■ Metin Bölümü
══════════════════════════════

GÖKTÜRK TUNÇTÜRK yazdı
Birileri kızsa da, homurdansa da veya değişik yorumlar yapsa da, 12 Eylül 1980 zulmünü ve öncesini yaşayan bir Ülkücü olarak acı gerçekleri yazmak istiyorum..
Bakınız; cezaevleri aynı zamanda yaşanılan olayların muhasebesinin en doğru şekilde yapılan yerlerdir..
İşte; bu doğru muhasebeyi biz Ülkücülerde yaptık, Solcular da..
Ve aynı zaman da kimlerle yola çıktığınızı, O kara günlerde kimlerin yanınızda olduğunu ve destek verdiğini tüm çıplaklığı ile teşhis edebiliyorsunuz..
12 Eylül 1980 öncesi, Ülkücüler saffında da, Sol kesimde de birçok Dernek ve örgütler vardı.. Bu Dernek ve örgütlerin adı vardı ama yüzde 95’i illegaldi..
Peki, bu Dernek ve örgütlerde yer alanların yüzde 98’ini temsil edenler kimlerdi?
İnanın, hepsi saf ve temiz duygulu gariban evlatları idi..
Aksini ispat edenler, bana 1 tane zengin veya üst düzeyde ki bir siyasinin evladının idam edildiğini göstersin..
Bakın bu konuda sizlere kısa ama teşhis ettiğim tarihi örnekle vereyim..
Mamak Askeri Cezaevi Prefabrik D-1 Koğuşunda, sağcı-solcu 205 kişi kalıyoruz. Yan şekilde tutulan askeri battaniyeyi 4 kişi üzerimize atabiliyoruz..
Koğuşta bizim Ankara Bahçelievler ekibi ile birlikte başka semtlerden gelen Ülkücüler, DEV-YOL, DEV-SOL, THKP-C, TÖB-DER , Aydınlıkçılar var.. Hepsini tek, tek inceledim.. Hepsi, Anadolu’nun çeşitli bölgelerinden gelmiş yoksul, gariban ailelerin evlatları.. Tıpkı benim Kars’tan geldiğim gibi..
12 Eylül öncesi Ülkü Ocakları Başkanlarına bakıyorum, onlarda yine gariban evlatları.. Sol dernek ve Öğrenci Başkanlarına bakıyorum hepsi Gariban ailelerin çocukları..
Uluslararası ilahlar, ülkemizde ki işbirlikçi ajanları ile anlaşarak, Anadolu’nun gariban evlatlarını kurban seçtiler..
Türkiye’ye Komünizm gelecek diye, Türkiye’ye Faşizm gelecek diye önce birbirimizle kavga ettirdiler.. Aynı silah bir ülkücüyü, bir solcuyu vurarak işi ideolojiden öte kan davasına dönüştürdüler.. Her gün intikam fırtınaları estiriliyordu..

══════════════════════════════

■ Girdi Verileri
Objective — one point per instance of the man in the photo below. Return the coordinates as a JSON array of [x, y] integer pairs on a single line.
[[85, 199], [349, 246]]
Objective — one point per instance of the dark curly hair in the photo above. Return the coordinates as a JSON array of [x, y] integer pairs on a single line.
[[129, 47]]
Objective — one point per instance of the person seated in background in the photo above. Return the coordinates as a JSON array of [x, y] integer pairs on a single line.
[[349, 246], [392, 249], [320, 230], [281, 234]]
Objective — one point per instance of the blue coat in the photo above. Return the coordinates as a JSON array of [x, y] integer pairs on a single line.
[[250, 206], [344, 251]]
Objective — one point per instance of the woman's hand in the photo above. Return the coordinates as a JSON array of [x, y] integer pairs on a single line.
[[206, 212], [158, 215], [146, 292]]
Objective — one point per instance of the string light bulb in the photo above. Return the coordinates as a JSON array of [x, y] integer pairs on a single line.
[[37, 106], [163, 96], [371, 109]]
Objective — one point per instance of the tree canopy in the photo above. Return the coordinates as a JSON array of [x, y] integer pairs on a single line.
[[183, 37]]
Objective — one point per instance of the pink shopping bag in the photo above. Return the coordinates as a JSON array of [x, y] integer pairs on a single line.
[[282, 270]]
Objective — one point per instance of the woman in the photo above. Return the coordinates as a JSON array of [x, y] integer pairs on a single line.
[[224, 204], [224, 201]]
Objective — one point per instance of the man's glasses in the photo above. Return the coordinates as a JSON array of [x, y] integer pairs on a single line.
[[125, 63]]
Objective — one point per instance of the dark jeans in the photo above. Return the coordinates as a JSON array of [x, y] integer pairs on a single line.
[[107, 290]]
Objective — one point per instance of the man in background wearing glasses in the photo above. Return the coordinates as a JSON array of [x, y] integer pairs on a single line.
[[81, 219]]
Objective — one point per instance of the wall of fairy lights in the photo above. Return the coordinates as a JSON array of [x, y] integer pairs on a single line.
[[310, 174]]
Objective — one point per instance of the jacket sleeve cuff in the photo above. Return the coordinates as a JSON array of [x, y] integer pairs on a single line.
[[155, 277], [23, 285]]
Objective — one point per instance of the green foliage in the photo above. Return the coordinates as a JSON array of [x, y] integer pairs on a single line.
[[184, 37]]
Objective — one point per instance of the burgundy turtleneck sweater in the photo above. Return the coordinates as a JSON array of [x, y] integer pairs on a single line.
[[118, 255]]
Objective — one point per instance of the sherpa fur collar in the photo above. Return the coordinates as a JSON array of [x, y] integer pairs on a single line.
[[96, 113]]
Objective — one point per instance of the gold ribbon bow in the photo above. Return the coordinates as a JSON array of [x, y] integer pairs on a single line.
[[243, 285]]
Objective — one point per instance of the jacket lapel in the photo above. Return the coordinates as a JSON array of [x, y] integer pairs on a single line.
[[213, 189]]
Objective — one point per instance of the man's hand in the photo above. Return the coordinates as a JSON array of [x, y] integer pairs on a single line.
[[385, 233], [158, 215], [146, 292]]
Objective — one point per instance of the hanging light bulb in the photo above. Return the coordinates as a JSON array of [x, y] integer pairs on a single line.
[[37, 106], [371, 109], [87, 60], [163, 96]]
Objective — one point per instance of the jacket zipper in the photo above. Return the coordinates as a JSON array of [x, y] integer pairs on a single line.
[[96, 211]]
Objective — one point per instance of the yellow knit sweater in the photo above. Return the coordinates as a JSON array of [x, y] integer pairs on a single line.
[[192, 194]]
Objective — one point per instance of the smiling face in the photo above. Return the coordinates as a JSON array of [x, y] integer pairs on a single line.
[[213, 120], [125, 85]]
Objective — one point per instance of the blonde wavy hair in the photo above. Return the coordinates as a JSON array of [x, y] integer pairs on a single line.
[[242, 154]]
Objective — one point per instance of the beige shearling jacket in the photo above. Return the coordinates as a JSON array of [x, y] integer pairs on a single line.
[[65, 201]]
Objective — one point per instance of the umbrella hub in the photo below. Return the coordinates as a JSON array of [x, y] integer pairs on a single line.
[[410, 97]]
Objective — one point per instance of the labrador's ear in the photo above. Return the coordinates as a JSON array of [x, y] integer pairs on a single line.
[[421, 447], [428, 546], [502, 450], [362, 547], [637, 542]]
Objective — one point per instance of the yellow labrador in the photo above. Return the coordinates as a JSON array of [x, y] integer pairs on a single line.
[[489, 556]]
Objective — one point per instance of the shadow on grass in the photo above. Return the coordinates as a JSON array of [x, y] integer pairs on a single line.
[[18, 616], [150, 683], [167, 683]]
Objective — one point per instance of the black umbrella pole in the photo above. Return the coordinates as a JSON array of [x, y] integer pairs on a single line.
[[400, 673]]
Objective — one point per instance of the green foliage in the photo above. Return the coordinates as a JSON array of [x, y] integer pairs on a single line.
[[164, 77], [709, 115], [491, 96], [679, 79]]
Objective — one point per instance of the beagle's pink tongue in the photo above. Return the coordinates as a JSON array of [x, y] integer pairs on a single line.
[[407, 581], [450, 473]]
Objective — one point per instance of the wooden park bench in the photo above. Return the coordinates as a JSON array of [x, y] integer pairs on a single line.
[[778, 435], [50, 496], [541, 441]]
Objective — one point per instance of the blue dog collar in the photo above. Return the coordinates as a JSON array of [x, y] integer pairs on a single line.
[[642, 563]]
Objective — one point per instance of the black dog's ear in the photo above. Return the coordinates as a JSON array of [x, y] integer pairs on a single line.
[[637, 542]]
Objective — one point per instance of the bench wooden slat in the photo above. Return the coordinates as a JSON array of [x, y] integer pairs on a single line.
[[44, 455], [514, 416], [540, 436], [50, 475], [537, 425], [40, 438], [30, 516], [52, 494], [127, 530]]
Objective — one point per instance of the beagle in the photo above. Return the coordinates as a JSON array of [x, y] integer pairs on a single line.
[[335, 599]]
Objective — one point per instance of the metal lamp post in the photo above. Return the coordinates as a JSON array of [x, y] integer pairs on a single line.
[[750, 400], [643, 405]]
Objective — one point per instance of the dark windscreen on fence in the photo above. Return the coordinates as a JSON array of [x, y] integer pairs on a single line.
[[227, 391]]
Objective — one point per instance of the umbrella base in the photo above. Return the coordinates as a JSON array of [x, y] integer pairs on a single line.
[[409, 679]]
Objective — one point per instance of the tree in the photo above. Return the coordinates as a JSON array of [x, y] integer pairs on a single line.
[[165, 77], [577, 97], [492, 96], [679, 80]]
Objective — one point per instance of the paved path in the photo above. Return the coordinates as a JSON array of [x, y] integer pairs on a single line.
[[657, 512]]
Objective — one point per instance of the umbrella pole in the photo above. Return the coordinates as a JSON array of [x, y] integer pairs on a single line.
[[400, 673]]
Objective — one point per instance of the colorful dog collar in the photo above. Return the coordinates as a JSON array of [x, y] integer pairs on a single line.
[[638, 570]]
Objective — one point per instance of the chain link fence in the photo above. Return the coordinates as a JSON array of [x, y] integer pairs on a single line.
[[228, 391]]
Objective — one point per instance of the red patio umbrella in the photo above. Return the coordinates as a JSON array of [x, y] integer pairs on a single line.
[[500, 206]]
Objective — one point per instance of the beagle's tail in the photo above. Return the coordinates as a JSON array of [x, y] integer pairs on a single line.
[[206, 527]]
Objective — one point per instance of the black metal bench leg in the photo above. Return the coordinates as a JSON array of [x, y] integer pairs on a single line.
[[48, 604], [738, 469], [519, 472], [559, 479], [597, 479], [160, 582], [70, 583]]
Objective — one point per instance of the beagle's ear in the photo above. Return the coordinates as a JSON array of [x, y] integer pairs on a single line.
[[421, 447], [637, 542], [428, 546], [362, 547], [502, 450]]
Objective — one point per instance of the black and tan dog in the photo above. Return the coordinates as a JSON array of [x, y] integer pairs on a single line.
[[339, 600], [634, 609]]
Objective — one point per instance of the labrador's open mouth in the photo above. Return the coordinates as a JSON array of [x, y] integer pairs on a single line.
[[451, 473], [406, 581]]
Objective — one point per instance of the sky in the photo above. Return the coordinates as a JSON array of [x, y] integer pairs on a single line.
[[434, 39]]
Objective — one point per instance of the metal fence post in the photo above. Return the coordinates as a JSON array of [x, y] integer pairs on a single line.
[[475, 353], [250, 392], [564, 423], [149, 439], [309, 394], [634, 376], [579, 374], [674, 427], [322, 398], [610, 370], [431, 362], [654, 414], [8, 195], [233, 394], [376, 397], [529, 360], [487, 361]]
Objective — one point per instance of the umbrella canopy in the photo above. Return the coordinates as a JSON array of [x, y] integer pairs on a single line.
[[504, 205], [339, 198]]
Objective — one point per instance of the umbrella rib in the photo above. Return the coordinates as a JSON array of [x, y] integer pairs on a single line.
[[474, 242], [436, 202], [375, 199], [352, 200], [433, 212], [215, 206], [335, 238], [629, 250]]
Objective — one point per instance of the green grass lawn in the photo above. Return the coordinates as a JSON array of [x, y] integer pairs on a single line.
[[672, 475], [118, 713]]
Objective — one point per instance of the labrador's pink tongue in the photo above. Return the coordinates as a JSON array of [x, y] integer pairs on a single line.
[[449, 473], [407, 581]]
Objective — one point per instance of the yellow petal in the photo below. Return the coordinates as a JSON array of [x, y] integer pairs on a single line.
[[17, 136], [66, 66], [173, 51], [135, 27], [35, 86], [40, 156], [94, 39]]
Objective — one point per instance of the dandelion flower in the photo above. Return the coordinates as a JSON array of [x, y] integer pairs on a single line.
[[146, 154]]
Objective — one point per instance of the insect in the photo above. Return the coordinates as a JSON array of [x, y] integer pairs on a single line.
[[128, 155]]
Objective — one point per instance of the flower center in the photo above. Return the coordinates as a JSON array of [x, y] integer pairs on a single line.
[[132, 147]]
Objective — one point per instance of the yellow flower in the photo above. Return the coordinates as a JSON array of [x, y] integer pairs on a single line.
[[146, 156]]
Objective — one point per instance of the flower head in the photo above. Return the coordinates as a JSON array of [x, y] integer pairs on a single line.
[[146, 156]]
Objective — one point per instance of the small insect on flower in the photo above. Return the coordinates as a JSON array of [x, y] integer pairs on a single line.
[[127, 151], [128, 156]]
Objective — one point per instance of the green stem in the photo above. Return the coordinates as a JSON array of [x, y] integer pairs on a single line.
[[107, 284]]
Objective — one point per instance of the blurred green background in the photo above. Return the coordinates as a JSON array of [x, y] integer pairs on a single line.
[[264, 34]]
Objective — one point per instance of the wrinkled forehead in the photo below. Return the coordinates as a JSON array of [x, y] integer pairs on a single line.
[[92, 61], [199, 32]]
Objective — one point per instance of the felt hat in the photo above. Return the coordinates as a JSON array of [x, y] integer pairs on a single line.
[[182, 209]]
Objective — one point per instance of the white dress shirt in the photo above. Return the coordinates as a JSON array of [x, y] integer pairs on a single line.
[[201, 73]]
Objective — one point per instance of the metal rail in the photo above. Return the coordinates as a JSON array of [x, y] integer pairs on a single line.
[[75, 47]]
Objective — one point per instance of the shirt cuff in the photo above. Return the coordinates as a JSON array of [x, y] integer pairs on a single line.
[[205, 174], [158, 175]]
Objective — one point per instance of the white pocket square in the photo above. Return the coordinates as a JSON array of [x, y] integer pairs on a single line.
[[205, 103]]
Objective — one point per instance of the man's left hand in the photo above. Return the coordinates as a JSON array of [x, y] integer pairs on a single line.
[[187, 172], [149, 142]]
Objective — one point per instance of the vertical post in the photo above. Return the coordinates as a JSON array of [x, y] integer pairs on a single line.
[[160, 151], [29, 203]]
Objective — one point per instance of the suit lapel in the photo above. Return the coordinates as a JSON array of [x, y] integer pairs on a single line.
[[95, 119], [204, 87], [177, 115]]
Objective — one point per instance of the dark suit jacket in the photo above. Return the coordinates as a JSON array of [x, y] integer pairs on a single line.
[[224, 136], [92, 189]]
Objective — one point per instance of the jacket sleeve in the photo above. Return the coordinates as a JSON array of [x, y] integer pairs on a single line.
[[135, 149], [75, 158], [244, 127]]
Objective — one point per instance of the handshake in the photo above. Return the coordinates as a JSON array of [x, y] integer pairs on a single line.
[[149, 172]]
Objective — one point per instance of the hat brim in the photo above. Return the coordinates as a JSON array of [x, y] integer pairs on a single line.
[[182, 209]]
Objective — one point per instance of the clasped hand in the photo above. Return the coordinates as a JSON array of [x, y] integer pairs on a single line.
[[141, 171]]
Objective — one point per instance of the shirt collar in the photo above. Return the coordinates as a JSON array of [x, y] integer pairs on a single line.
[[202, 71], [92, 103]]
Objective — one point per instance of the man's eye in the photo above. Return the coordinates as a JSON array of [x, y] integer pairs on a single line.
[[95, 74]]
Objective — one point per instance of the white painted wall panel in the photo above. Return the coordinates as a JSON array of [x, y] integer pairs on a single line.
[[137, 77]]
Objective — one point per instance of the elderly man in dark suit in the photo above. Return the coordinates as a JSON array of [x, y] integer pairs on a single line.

══════════════════════════════

■ Alıştırma 1
Kayıtlarda "Objective — one point per instance of the yellow flower" ifadesini içeren satırdan "[[107, 284]]" ifadesini içeren satıra kadar, iki uç satır da dahil olmak üzere tüm satırları eksiksiz olarak yeniden yazınız. Bunu yaparken yanıtlardaki her koordinat değerine -102 ekleyerek değerleri kaydırınız.
■ Alıştırma 2
12 Eylül 1980 dönemine ilişkin yazının devamını, metnin bittiği noktadan itibaren tamamlayınız.

■ Görev Çıktısı 1
Objective — one point per instance of the yellow flower in the photo above. Return the coordinates as a JSON array of [x, y] integer pairs on a single line.
[[44, 54]]
Objective — one point per instance of the flower head in the photo above. Return the coordinates as a JSON array of [x, y] integer pairs on a single line.
[[44, 54]]
Objective — one point per instance of the small insect on flower in the photo above. Return the coordinates as a JSON array of [x, y] integer pairs on a single line.
[[25, 49], [26, 54]]
Objective — one point per instance of the green stem in the photo above. Return the coordinates as a JSON array of [x, y] integer pairs on a single line.
[[5, 182]]

■ Görev Çıktısı 2
Sebebi belli idi… Askeri darbe yapılmasının zemini ve bahanesini oluşturmaktı..
Ve böylede oldu .. Gözdağı devam etti .. Bir ülkücü, bir solcu üretilen suçlarla idam edildi..
Darbede topladılar hepimizi .. Ülkücülerin sorguları sözde solcu psikopat polislere verilmişti.. Solcuların sorguları sözde milliyetçi polislere bırakılmıştı.. Zindanlara gidinceye kadar işkenceler.. Zindanlarda işkencelere devamdı..
Kervana katıldığın sözde büyükler, hepimizi zindanlarda yalnız bıraktılar.. Seni savunacak Avukat gönderdiler ama parasını istediler.. Cezaevi’nden çıktıktan sonra kimseler el uzatmadılar..
Velhasıl; bu gün olduğu gibi, o zamanlarda da sağda da, solda da, bu vatanı savunacak kerizleri, gariban evlatları idi..
Biz bunları cezaevlerinde çok iyi teşhis etmiştik..
Bizim kuşağın ülkücüleri de, solcuları da harbi idi.. Şimdikiler gibi kıvırdak değillerdi ..
VAHŞİCE UYGULANAN İDAMLAR
Bakın benim bu aktardığım teşhisi 45 yıl önce eften-püften suçlarla idam edilen Deniz Gezmiş’te çok iyi teşhis etmişti..
Ve İdam edildiği akşam ailesine yazdığı mektupta çok dikkat çeken bir istem vardı .. Diyordu ki; “Kardeşim okusun, bilim adamı olsun” .. “Benim kurduğum örgütü devam ettirsin” demiyordu..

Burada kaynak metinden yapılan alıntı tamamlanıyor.